Copy the rows starting at the line containing "Whereabouts in this scan can the green tree be" and ending at the line containing "[0,182,225,251]", substituting "damp sand" for "wet sand" and leaving everything else unchanged.

Collected data:
----------------
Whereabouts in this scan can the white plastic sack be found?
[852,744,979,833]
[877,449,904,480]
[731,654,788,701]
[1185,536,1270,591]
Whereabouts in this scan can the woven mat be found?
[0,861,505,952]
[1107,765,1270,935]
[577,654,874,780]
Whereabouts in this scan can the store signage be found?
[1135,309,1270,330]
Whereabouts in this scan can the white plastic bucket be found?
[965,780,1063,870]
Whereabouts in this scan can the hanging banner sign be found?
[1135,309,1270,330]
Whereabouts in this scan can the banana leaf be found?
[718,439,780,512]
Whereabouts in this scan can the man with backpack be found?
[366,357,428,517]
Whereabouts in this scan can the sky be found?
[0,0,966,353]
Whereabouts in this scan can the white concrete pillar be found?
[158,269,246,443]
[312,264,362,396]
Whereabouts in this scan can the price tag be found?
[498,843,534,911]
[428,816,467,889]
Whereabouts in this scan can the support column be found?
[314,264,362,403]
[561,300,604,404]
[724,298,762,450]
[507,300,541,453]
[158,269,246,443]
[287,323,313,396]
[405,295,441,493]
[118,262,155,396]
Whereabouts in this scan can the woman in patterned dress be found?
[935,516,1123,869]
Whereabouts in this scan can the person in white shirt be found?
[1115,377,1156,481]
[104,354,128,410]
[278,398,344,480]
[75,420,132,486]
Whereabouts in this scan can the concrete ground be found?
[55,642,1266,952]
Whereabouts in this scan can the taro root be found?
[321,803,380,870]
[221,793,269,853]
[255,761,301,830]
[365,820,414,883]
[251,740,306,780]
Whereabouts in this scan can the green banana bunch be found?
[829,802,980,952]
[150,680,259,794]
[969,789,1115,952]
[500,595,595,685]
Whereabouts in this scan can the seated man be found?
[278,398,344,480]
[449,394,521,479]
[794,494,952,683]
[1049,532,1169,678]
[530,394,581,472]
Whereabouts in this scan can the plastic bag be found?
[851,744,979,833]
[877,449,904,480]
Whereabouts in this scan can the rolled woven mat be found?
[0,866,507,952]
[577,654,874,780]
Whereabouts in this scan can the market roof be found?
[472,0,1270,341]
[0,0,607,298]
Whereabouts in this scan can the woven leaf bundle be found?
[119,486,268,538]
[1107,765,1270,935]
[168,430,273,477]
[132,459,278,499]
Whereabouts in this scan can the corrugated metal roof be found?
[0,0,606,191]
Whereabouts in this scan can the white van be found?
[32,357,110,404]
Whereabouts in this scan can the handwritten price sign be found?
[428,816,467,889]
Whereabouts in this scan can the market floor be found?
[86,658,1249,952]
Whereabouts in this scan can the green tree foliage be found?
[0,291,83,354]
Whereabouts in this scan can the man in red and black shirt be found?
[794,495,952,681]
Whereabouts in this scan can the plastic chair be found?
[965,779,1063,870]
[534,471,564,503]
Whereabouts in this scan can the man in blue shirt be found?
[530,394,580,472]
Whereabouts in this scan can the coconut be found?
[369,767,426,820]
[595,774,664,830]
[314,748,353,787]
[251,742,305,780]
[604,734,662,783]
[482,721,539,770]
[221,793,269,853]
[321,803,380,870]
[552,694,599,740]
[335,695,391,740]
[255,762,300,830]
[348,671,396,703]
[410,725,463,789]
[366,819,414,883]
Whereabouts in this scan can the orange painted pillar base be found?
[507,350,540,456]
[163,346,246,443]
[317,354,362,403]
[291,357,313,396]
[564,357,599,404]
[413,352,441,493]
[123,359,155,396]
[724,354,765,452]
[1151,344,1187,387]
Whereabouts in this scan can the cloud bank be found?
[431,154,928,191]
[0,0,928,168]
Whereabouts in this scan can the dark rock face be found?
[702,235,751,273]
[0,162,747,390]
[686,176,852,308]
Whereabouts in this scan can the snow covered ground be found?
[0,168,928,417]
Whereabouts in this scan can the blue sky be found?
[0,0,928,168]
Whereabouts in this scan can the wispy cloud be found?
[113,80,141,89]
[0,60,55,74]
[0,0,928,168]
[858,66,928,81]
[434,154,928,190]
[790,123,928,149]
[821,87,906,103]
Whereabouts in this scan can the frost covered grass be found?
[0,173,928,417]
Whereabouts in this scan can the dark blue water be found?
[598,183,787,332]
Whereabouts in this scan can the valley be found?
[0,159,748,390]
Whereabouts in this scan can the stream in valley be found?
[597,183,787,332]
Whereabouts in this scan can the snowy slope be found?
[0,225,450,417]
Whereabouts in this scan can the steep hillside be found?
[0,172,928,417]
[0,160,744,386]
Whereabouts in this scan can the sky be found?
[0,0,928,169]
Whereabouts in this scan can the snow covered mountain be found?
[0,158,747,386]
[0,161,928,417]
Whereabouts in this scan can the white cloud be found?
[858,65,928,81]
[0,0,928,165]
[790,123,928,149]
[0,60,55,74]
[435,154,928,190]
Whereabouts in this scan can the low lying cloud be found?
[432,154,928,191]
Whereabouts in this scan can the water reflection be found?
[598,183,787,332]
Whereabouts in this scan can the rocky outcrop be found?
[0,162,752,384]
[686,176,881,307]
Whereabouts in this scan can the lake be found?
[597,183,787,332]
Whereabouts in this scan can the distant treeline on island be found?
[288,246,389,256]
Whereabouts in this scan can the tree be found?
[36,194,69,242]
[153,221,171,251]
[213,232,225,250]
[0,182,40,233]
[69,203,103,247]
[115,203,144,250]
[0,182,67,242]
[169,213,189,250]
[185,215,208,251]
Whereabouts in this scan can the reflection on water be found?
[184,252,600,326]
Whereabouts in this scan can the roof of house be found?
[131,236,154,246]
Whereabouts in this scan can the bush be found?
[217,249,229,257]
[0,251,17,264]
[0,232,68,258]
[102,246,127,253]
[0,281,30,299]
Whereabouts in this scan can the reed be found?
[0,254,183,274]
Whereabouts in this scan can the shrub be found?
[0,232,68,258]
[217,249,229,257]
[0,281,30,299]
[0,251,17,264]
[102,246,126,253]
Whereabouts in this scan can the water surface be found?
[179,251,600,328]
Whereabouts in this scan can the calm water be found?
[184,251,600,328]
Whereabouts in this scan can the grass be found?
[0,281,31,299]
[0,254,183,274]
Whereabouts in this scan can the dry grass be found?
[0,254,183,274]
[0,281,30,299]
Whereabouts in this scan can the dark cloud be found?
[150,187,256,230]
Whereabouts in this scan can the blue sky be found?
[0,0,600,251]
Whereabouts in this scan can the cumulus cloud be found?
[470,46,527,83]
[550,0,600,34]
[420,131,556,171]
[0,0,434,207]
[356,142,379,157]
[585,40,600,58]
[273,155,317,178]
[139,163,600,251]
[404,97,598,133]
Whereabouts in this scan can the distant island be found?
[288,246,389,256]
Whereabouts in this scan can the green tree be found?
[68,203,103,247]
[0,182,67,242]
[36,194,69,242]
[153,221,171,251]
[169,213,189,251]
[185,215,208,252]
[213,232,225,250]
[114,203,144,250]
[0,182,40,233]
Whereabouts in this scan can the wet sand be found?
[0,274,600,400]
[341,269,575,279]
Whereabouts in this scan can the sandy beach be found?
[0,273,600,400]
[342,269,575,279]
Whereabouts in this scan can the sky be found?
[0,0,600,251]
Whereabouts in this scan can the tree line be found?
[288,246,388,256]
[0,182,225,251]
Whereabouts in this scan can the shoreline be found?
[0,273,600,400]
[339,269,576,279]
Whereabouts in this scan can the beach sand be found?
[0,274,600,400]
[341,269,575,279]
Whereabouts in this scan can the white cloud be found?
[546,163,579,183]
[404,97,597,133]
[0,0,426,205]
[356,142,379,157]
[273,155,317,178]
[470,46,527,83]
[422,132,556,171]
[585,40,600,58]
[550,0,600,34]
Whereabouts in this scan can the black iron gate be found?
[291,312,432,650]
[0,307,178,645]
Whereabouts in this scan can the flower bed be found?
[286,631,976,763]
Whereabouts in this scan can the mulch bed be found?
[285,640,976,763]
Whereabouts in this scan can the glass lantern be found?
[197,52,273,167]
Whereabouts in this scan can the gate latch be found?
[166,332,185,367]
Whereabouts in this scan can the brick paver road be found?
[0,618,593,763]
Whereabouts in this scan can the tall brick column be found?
----------------
- Correct output
Whereabouts in this scan can the green tree be found?
[68,203,103,247]
[0,182,67,242]
[36,194,69,242]
[153,221,171,251]
[169,213,189,251]
[185,215,208,252]
[213,232,225,250]
[114,203,144,250]
[0,182,40,233]
Whereabouts in this scan can the damp sand be found?
[0,274,600,400]
[341,269,575,279]
Whereabouts in this scan can the sandy beach be found?
[0,273,600,400]
[342,269,575,279]
Whereabouts in this scan can the sky be found?
[0,0,600,251]
Whereabouts in this scan can the tree line be found?
[288,246,388,256]
[0,182,225,251]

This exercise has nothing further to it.